US8397359B2

US8397359B2 - Method of manufacturing a drop generator

Info

Publication number: US8397359B2
Application number: US13/195,256
Authority: US
Inventors: John R. Andrews; Terrance L. Stephens
Original assignee: Xerox Corp
Current assignee: Xerox Corp
Priority date: 2006-12-07
Filing date: 2011-08-01
Publication date: 2013-03-19
Anticipated expiration: 2026-12-07
Also published as: US20080138925A1; US20110284657A1; US8006356B2

Abstract

A method for making a plurality of electromechanical transducers includes, depositing a layer of conductive material attached to a first side of a piezoelectric layer to form a laminar structure, attaching the laminar structure to a rigid carrier substrate using a removable double-sided tape, forming piezoelectric transducers, attaching the electromechanical transducer to a fluid channel substructure, and removing the rigid carrier substrate and the double-sided tape.

━━━

* _WORK INSTRUCTION A_
From the patent page, reproduce word for word the passage that begins at the words "A method for" and stops after "the double-sided tape.".
* _WORK INSTRUCTION B_
Translate this sentence from the patent page into Spanish: "A method for making a plurality of electromechanical transducers includes, depositing a layer of conductive material attached to a first side of a piezoelectric layer to form a laminar structure, attaching the laminar structure to a rigid carrier substrate using a removable double-sided tape, forming piezoelectric transducers, attaching the electromechanical transducer to a fluid channel substructure, and removing the rigid carrier substrate and the double-sided tape."
The lines after this point are separate material and have no connection to the patent page.

* _MATERIAL SUPPLIED_

━━━

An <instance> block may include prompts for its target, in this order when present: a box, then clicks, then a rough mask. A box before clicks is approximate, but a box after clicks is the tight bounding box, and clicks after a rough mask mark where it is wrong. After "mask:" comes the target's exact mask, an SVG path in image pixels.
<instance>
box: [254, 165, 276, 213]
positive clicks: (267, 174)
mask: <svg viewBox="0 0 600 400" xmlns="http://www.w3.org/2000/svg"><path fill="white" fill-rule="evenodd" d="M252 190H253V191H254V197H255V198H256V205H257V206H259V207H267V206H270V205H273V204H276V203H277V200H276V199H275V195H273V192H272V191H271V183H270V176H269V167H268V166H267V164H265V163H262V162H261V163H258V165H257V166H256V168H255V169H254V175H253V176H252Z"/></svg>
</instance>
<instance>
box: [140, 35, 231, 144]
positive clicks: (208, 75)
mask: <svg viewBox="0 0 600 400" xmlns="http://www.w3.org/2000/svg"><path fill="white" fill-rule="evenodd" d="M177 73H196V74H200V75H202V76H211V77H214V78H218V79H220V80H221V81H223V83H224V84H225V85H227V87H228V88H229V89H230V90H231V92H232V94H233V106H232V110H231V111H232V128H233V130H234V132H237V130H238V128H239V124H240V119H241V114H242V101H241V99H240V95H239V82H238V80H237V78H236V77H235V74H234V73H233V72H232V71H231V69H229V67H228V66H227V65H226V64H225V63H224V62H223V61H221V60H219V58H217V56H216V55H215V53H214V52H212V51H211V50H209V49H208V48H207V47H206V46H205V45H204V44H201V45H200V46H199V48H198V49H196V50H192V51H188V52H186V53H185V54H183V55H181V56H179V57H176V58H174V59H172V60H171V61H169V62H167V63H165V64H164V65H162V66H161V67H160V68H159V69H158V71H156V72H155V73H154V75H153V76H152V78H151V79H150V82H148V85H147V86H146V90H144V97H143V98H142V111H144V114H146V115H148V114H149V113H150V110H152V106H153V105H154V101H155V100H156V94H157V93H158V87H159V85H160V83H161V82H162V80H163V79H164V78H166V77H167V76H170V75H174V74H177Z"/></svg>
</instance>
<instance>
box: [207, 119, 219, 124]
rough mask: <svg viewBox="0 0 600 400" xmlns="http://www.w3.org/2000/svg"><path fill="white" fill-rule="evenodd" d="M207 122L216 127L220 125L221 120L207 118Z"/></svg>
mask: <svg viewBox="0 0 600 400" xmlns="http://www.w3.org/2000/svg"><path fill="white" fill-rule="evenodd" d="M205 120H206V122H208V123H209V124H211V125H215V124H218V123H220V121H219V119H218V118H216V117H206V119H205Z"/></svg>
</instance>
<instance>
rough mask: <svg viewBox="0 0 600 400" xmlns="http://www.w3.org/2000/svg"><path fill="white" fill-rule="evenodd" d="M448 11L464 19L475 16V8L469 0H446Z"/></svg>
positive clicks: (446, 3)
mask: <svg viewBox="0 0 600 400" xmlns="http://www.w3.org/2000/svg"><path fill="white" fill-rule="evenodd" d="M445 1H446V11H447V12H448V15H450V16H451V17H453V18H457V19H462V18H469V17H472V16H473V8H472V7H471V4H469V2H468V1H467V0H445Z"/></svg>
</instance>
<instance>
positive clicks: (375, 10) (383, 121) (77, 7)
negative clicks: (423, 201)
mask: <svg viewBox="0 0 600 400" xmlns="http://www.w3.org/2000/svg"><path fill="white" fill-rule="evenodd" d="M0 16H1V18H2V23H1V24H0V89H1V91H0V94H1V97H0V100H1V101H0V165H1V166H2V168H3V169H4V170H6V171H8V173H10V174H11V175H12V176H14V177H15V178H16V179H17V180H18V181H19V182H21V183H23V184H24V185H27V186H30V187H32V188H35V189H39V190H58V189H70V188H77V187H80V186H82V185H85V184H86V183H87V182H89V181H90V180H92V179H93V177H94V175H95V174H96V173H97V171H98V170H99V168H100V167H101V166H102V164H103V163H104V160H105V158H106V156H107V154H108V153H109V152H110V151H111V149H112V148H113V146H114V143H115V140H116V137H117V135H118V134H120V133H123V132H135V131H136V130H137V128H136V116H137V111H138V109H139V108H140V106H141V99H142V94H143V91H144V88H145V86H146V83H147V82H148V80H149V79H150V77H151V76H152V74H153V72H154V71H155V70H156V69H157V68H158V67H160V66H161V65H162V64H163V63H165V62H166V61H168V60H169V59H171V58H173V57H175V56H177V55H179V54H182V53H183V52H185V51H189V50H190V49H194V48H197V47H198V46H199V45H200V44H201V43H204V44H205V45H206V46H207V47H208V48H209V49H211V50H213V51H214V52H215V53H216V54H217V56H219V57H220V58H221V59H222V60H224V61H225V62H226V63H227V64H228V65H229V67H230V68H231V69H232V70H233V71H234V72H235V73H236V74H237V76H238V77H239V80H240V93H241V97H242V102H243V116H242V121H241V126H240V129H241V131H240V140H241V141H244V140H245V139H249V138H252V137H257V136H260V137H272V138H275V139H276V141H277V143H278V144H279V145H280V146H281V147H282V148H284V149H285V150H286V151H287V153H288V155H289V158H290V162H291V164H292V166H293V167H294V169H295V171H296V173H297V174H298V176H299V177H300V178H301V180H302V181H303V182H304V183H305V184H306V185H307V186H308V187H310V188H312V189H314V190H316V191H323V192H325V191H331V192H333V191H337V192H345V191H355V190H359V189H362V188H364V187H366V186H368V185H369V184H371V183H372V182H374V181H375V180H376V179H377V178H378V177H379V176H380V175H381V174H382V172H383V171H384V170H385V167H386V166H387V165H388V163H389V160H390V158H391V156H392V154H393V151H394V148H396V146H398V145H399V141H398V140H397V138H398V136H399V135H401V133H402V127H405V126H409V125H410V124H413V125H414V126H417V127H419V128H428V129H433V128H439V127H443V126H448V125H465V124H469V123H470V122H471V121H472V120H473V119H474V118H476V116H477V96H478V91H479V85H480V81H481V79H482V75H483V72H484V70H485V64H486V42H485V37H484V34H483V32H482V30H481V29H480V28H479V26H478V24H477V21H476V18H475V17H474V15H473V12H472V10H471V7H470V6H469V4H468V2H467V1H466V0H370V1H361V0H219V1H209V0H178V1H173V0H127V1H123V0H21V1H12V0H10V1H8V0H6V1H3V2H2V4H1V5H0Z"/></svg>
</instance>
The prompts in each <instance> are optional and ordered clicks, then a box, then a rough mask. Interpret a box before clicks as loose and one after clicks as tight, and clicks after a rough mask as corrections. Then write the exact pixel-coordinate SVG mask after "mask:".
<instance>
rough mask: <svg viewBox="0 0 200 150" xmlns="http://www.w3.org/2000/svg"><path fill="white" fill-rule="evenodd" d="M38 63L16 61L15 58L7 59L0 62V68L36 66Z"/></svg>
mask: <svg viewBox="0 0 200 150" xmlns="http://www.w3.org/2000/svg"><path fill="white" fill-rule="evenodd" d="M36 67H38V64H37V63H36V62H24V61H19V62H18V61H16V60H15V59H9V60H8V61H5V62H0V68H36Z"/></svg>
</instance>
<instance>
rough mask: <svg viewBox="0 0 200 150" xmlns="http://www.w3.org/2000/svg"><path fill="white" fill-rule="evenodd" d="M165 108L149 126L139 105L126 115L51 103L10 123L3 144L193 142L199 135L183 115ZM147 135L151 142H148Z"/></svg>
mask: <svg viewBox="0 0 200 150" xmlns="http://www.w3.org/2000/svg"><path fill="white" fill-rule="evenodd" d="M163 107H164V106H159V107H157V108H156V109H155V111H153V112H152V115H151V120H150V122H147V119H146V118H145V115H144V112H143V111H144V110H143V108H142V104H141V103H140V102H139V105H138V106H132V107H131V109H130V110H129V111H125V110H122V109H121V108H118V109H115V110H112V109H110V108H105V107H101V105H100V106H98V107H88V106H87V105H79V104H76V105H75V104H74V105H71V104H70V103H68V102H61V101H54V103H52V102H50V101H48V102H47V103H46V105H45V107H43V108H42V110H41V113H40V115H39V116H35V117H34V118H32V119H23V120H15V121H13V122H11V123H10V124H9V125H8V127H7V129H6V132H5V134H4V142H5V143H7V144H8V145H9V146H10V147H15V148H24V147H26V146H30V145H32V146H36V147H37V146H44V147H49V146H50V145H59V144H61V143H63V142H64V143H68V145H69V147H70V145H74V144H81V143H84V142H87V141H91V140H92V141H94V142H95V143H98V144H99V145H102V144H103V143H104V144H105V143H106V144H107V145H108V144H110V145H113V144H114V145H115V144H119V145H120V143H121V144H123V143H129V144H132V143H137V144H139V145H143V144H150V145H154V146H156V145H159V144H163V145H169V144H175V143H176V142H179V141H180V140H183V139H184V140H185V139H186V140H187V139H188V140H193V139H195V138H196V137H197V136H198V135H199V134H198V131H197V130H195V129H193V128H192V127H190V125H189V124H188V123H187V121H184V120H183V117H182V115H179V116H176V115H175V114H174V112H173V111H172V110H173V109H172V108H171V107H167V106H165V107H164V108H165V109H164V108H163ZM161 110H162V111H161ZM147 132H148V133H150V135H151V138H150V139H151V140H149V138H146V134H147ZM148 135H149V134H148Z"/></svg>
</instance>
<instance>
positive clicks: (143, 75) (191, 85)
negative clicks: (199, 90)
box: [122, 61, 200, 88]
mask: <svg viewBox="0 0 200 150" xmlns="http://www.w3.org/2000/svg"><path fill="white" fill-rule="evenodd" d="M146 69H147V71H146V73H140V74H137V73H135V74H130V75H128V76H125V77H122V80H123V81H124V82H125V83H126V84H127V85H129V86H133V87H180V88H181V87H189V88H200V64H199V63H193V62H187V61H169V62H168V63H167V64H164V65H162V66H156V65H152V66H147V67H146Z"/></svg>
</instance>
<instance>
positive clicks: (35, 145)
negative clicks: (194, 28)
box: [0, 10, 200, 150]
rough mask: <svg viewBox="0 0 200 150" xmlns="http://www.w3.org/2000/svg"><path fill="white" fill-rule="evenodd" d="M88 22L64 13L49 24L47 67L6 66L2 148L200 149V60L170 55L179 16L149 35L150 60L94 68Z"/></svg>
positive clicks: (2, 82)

━━━

* _EXERCISE OUTPUT A_
A method for making a plurality of electromechanical transducers includes, depositing a layer of conductive material attached to a first side of a piezoelectric layer to form a laminar structure, attaching the laminar structure to a rigid carrier substrate using a removable double-sided tape, forming piezoelectric transducers, attaching the electromechanical transducer to a fluid channel substructure, and removing the rigid carrier substrate and the double-sided tape.

* _EXERCISE OUTPUT B_
Un método para fabricar una pluralidad de transductores electromecánicos incluye depositar una capa de material conductor unida a un primer lado de una capa piezoeléctrica para formar una estructura laminar, unir la estructura laminar a un sustrato portador rígido mediante una cinta de doble cara removible, formar transductores piezoeléctricos, unir el transductor electromecánico a una subestructura de canales de fluido y retirar el sustrato portador rígido y la cinta de doble cara.